Instruction.
Could you write out the rows below word for word, starting at the first line and ending at the line that contains "0 256 L 191", with both of those lines included? Leave the pictures out of your copy.

Entries.
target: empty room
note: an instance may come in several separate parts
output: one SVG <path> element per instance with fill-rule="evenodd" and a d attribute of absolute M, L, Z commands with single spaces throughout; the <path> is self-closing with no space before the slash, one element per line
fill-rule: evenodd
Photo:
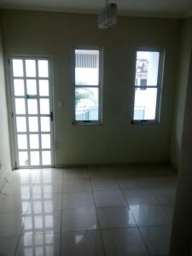
<path fill-rule="evenodd" d="M 192 2 L 0 1 L 0 256 L 191 256 Z"/>

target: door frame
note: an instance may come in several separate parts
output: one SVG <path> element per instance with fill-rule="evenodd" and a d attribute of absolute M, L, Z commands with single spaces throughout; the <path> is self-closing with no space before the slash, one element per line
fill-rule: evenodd
<path fill-rule="evenodd" d="M 24 60 L 47 60 L 49 63 L 49 107 L 50 112 L 53 113 L 53 119 L 50 120 L 50 151 L 51 151 L 51 165 L 50 166 L 19 166 L 19 150 L 17 146 L 17 132 L 16 132 L 16 119 L 15 119 L 15 92 L 14 92 L 14 84 L 13 84 L 13 59 L 22 59 Z M 12 153 L 12 165 L 14 169 L 35 169 L 35 168 L 47 168 L 55 166 L 55 147 L 54 147 L 54 137 L 55 137 L 55 109 L 54 109 L 54 79 L 53 79 L 53 68 L 52 68 L 52 57 L 50 55 L 11 55 L 8 56 L 8 93 L 9 105 L 9 130 L 10 130 L 10 146 Z M 37 66 L 36 66 L 37 67 Z M 24 76 L 26 79 L 26 76 Z M 37 79 L 37 77 L 34 77 Z M 26 84 L 25 84 L 26 90 Z M 39 105 L 38 107 L 39 108 Z M 27 117 L 27 114 L 26 115 Z M 39 113 L 38 114 L 39 116 Z M 39 123 L 39 122 L 38 122 Z M 26 121 L 26 127 L 28 126 L 28 122 Z M 39 126 L 39 124 L 38 124 Z M 28 132 L 29 133 L 29 132 Z M 38 132 L 40 133 L 40 131 Z M 26 132 L 27 134 L 27 132 Z M 27 139 L 28 143 L 28 139 Z M 28 145 L 29 146 L 29 145 Z M 26 149 L 28 154 L 28 149 Z M 41 150 L 39 150 L 41 152 Z M 13 162 L 14 161 L 14 162 Z"/>

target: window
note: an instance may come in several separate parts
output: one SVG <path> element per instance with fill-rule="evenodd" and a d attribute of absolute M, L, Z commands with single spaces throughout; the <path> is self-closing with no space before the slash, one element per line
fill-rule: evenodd
<path fill-rule="evenodd" d="M 75 49 L 75 123 L 99 123 L 102 95 L 102 52 Z"/>
<path fill-rule="evenodd" d="M 162 60 L 160 49 L 137 51 L 133 123 L 159 121 Z"/>

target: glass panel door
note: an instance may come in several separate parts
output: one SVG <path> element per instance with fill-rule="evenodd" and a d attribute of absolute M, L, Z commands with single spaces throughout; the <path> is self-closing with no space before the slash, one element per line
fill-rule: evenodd
<path fill-rule="evenodd" d="M 53 113 L 48 58 L 11 58 L 18 167 L 53 166 Z"/>

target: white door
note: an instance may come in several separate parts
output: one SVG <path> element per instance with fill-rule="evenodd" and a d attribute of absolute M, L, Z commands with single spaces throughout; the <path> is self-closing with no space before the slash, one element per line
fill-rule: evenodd
<path fill-rule="evenodd" d="M 9 63 L 16 166 L 53 166 L 50 61 L 12 57 Z"/>

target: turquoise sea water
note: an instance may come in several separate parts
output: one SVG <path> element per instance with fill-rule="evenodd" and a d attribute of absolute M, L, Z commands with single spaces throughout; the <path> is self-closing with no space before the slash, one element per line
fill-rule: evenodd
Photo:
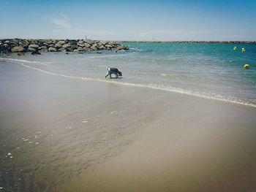
<path fill-rule="evenodd" d="M 153 88 L 256 107 L 256 45 L 124 43 L 130 50 L 4 57 L 48 75 Z M 233 50 L 237 47 L 237 50 Z M 246 53 L 242 53 L 242 47 Z M 3 57 L 2 57 L 3 58 Z M 248 70 L 243 69 L 249 64 Z M 105 80 L 106 67 L 123 78 Z"/>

Reply to the exercise.
target: empty room
note: an instance may come in several separate parts
output: one SVG <path> element per instance with fill-rule="evenodd" and a d attribute of absolute M, L, Z commands with single spaces throughout; the <path> is self-closing with no space before the slash, one element per line
fill-rule: evenodd
Photo:
<path fill-rule="evenodd" d="M 192 2 L 0 1 L 0 256 L 191 256 Z"/>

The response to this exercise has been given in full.